Best-selling suspense novelist Mary Higgins Clark keeps more people awake than bumps in the night.
Such a nice lady to think those terrible thoughts!
Her manner so sweet, as if dipped in sugar. Her conversation, confidential. Her smile, sympathetic. Her clothes, exquisite. And her eye makeup, expert.
Aha! Those eyes! The depths of her deep green-blue chameleon eyes are bottomless pools, brimful of tears of terror. She has that chasm-deep knowledge of primeval fears one learns as a convent school graduate, a mother of five, a widow of many years and a friend to all: fear of falling, fear of dying, fear of losing love. Her mind is beset by awful anxieties about perils that can befall the innocent: the old wives' tales of wicked lovers, butcherly gynecologists, endangered children, lonely roads, empty houses.
What is it like to live with a mind so hagridden?
"I love it," she says, looking proud, happy, calm and content in Washington to talk about her new fright tale, "Weep No More, My Lady" (Simon & Schuster), and also to be feted by those who served as technical advisers (Frances Humphrey Howard, for one) on the book before, her Washington novel "Stillwatch."
"Weep," a Literary Guild main selection and No. 4 on the best-seller list, is the sixth of her literary disturbers of the peace. Four were filmed for TV or the theater, and several more are in the works for TV. Her first five books (also Simon & Schuster) are now Dell paperbacks and constantly on the presses.
Her genre is sometimes called "If I had but known." A subgenre could be: "It's all my fault. If only I hadn't ..."
Elizabeth began to shiver uncontrollably at the image she could not banish from her mind: Leila's beautiful body, wrapped in the white satin pajamas, her long red hair cascading behind her, plummeting forty stories to the concrete courtyard ... If I had stayed with her, Elizabeth thought, it never would have happened ...
But don't misunderstand: Clark's heroines don't bring the disasters on themselves. That's what makes their tragedies so fearsome.

DATA RECORDS:
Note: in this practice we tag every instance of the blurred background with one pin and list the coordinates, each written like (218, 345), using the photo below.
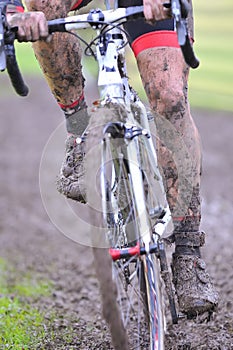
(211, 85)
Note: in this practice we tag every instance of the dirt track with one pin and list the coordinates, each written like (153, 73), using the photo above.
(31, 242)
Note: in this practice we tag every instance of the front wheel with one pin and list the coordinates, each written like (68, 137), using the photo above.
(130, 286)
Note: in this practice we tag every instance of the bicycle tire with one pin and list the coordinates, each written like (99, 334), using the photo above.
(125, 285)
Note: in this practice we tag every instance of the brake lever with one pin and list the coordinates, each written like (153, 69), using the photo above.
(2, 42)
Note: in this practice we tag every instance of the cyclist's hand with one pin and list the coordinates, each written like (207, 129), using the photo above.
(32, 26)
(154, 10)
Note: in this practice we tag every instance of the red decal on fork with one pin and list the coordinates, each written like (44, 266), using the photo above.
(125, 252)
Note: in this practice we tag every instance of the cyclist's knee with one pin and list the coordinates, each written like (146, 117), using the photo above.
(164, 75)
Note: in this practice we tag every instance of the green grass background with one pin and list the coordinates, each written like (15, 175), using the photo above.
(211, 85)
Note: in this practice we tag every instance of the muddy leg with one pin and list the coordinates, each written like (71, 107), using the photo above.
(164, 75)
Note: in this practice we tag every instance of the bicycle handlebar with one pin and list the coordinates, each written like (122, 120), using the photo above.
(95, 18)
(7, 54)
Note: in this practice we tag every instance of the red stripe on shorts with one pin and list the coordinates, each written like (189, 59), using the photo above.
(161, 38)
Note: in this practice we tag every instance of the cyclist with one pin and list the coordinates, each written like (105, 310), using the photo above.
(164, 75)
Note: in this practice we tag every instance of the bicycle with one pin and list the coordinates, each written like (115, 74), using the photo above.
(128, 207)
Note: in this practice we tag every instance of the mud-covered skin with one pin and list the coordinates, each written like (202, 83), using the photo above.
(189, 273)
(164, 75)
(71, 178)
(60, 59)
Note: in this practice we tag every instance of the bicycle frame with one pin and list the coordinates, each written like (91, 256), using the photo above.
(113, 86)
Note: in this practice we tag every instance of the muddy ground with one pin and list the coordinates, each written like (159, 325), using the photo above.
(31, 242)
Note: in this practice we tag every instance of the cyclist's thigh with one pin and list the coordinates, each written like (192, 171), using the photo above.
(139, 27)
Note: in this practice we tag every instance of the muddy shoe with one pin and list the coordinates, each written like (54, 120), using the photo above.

...

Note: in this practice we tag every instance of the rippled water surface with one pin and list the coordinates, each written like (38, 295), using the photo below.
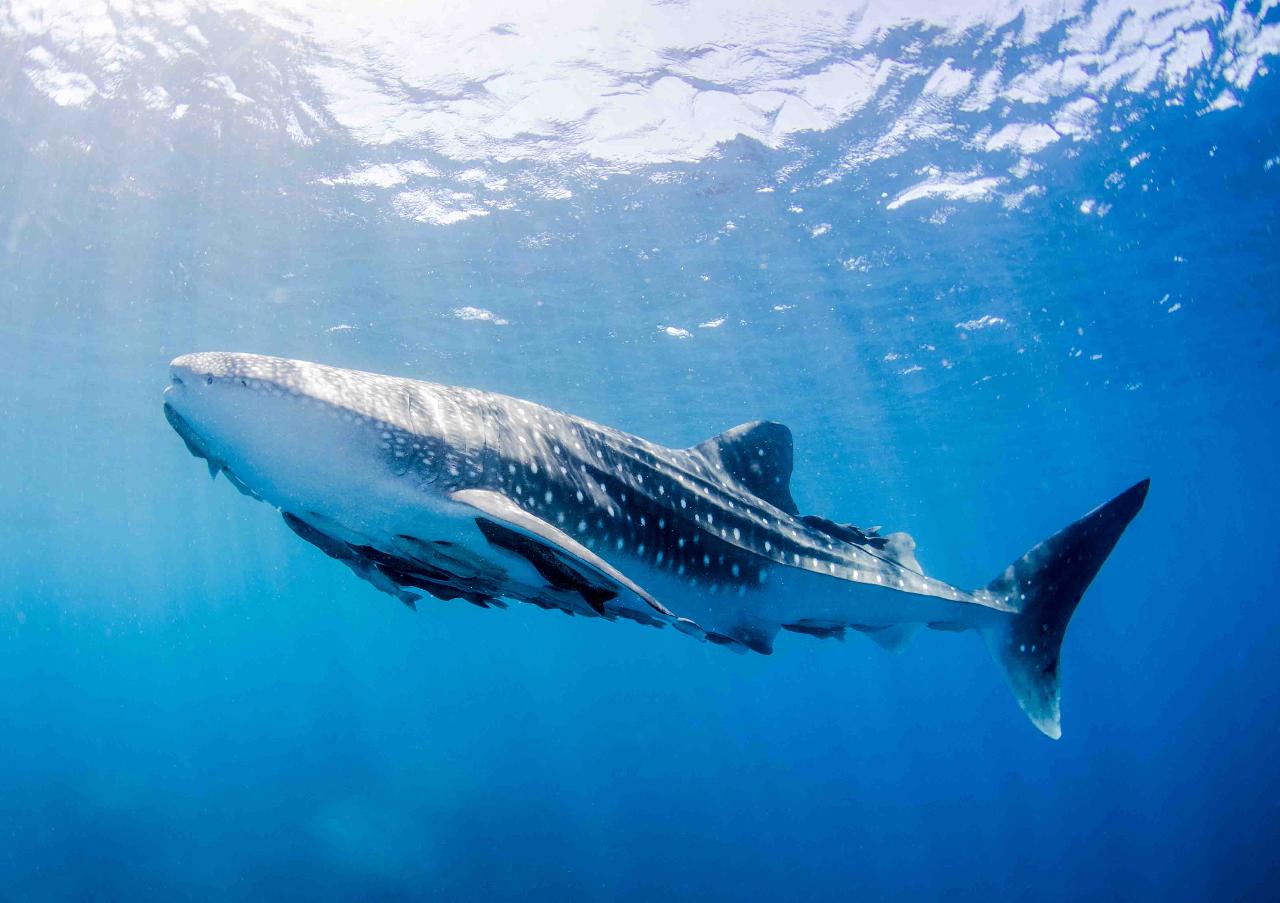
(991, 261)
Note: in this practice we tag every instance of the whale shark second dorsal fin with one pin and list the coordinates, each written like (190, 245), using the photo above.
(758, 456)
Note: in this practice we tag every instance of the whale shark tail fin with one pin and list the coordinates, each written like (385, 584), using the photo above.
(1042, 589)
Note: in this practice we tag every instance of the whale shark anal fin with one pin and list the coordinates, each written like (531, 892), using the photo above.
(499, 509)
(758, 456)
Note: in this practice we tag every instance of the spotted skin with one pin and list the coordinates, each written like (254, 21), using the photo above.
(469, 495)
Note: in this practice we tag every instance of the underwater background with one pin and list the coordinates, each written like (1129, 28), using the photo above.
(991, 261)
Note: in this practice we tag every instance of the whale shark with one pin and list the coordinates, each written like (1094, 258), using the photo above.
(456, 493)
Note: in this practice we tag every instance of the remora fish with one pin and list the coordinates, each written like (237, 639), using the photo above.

==

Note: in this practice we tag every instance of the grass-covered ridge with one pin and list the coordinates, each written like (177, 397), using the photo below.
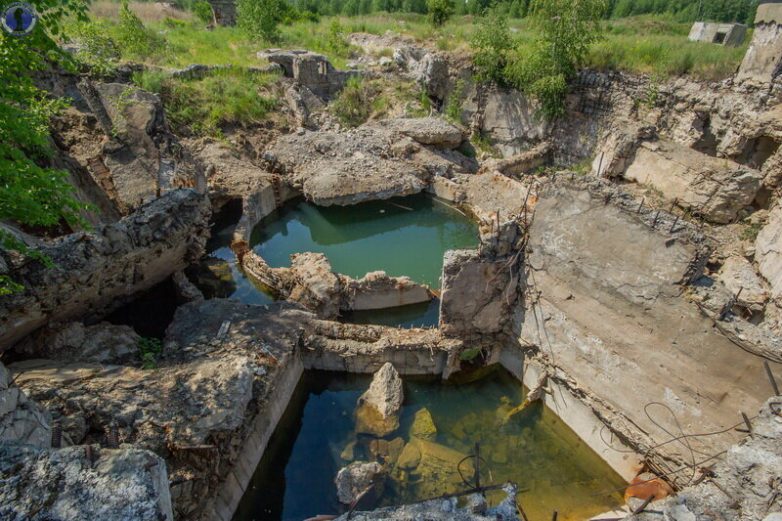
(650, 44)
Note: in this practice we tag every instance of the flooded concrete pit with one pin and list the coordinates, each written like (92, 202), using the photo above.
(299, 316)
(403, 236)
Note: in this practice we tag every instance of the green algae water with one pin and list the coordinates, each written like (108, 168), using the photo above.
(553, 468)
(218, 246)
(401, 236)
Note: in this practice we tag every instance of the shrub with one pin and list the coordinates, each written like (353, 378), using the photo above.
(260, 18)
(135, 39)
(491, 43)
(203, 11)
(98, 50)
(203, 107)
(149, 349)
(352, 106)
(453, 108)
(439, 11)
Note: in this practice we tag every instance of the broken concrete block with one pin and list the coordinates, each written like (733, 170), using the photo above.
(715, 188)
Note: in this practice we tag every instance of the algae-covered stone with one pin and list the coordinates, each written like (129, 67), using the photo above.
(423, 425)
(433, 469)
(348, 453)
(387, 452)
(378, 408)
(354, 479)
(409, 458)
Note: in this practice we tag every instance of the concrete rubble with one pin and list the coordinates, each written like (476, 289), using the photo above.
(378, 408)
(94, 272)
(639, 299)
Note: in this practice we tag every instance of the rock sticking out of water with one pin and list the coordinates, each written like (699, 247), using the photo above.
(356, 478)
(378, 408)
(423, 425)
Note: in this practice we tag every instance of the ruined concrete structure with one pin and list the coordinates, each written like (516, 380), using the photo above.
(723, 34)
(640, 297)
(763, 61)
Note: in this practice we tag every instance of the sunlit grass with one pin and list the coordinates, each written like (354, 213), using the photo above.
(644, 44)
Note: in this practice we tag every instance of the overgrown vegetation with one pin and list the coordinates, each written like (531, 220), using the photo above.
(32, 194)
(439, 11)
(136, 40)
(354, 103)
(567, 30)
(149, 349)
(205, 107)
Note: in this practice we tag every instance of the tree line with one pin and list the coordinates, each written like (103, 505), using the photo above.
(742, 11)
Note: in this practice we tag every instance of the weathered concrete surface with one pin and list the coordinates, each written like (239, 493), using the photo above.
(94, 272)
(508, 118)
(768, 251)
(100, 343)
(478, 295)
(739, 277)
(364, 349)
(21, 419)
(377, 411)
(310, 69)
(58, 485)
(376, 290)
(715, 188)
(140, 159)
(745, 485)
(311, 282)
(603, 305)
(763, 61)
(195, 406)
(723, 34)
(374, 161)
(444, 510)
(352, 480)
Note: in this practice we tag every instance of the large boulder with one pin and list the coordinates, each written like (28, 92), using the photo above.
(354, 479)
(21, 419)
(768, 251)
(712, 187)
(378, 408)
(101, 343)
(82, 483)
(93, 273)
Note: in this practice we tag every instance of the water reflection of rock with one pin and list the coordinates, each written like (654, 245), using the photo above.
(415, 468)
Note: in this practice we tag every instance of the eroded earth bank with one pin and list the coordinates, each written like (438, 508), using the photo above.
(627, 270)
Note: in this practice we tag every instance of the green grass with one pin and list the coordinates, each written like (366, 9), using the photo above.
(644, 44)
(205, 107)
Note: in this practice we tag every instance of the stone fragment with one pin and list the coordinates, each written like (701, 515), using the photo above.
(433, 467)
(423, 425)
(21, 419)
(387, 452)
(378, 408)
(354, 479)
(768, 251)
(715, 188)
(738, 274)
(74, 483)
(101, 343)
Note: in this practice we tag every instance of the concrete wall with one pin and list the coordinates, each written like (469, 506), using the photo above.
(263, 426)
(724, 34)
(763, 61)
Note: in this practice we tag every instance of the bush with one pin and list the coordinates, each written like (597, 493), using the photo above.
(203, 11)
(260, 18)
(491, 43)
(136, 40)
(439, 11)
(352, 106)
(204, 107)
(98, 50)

PROMPT:
Copy the Mary Higgins Clark profile starting at the words "Best-selling suspense novelist" and stopping after "mind so hagridden?", swapping "chameleon" for "shifting".

SOLUTION:
Best-selling suspense novelist Mary Higgins Clark keeps more people awake than bumps in the night.
Such a nice lady to think those terrible thoughts!
Her manner so sweet, as if dipped in sugar. Her conversation, confidential. Her smile, sympathetic. Her clothes, exquisite. And her eye makeup, expert.
Aha! Those eyes! The depths of her deep green-blue shifting eyes are bottomless pools, brimful of tears of terror. She has that chasm-deep knowledge of primeval fears one learns as a convent school graduate, a mother of five, a widow of many years and a friend to all: fear of falling, fear of dying, fear of losing love. Her mind is beset by awful anxieties about perils that can befall the innocent: the old wives' tales of wicked lovers, butcherly gynecologists, endangered children, lonely roads, empty houses.
What is it like to live with a mind so hagridden?